**TEXTO APRESENTADO**
Em termos simples, um tratado é um acordo entre duas nações ou soberanos. O Artigo 37 da Declaração das Nações Unidas reconhece explicitamente o direito dos povos indígenas de terem seus tratados, acordos e outros arranjos construtivos com os Estados reconhecidos, observados e aplicados. Os Estados Unidos, inicialmente considerando as nações indígenas como soberanos internacionais pré-constitucionais e extraconstitucionais, ratificaram 370 tratados e celebraram outros 45 com nações indígenas entre 1778 e 1871. Os tratados serviram como a bússola moral e jurídica que orientou as interações entre os Estados Unidos e as nações indígenas.     

Desde o período de celebração de tratados, contudo, os Estados Unidos e as nações indígenas desenvolveram visões muito diferentes sobre o significado prático dos tratados. Em 1870, a Suprema Corte dos Estados Unidos decidiu, no caso do Tabaco Cherokee, que uma lei do Congresso poderia sobrepor-se às disposições de um tratado. Um ano depois, o Congresso encerrou formalmente a celebração de tratados com as nações indígenas. Desde então, os Estados Unidos têm minado implacavelmente os direitos previstos em tratados e os próprios tratados, transformando promessas sagradas em meras palavras vazias. Em sua decisão de 1903 no caso Lone Wolf v. Hitchcock, a Suprema Corte dos Estados Unidos chegou ao ponto de afirmar que o Congresso tem o poder de destinar terras a uma tribo indígena em violação a um tratado. Essa interpretação e restrição dos direitos previstos em tratados entra em claro conflito com o tratamento internacional desses direitos, especialmente conforme previsto na Declaração das Nações Unidas e na Convenção de Viena sobre o Direito dos Tratados.

Linhas de um conjunto de dados:
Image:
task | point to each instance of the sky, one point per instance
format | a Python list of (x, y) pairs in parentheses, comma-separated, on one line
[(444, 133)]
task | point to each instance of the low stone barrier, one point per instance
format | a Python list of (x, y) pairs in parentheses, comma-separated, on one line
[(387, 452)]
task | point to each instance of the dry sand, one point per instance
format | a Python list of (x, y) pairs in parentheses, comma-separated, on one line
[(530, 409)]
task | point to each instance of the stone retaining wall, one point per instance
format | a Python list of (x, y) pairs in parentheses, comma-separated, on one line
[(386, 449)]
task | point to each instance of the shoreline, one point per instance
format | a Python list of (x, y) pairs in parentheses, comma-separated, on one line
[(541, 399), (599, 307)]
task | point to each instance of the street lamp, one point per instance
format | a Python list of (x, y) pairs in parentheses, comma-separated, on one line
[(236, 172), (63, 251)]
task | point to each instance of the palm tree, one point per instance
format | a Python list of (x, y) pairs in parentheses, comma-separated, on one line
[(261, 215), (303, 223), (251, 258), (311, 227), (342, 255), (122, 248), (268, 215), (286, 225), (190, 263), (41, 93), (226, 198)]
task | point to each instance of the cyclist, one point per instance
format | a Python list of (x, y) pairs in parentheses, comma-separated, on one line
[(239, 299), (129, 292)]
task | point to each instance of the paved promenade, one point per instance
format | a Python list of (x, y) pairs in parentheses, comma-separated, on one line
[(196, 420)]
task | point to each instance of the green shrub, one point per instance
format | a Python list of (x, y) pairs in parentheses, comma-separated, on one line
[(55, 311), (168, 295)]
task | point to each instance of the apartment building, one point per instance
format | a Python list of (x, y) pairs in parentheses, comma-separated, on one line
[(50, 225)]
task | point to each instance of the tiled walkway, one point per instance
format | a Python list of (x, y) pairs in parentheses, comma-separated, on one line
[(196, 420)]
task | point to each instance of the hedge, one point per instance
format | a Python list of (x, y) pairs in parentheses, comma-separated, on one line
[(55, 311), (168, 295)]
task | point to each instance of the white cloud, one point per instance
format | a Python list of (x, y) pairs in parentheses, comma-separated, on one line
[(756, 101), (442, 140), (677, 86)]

**TRABALHO SOLICITADO**
A – Reproduza o trecho do texto sobre os tratados com as nações indígenas que começa em "Em termos simples, um" e termina em "e as nações indígenas.".
B – Formate como uma lista JSON de strings as linhas dos registros que começam na linha que contém "task | point to each instance of the hedge, one" e vão até o fim dos registros, com ambas as extremidades incluídas. Use uma string para cada linha e omita as linhas em branco.
O texto e os registros são materiais independentes um do outro.

**RESPOSTAS**
A –
Em termos simples, um tratado é um acordo entre duas nações ou soberanos. O Artigo 37 da Declaração das Nações Unidas reconhece explicitamente o direito dos povos indígenas de terem seus tratados, acordos e outros arranjos construtivos com os Estados reconhecidos, observados e aplicados. Os Estados Unidos, inicialmente considerando as nações indígenas como soberanos internacionais pré-constitucionais e extraconstitucionais, ratificaram 370 tratados e celebraram outros 45 com nações indígenas entre 1778 e 1871. Os tratados serviram como a bússola moral e jurídica que orientou as interações entre os Estados Unidos e as nações indígenas.

B –
[
  "task | point to each instance of the hedge, one point per instance",
  "format | a Python list of (x, y) pairs in parentheses, comma-separated, on one line",
  "[(55, 311), (168, 295)]",
  "task | point to each instance of the white cloud, one point per instance",
  "format | a Python list of (x, y) pairs in parentheses, comma-separated, on one line",
  "[(756, 101), (442, 140), (677, 86)]"
]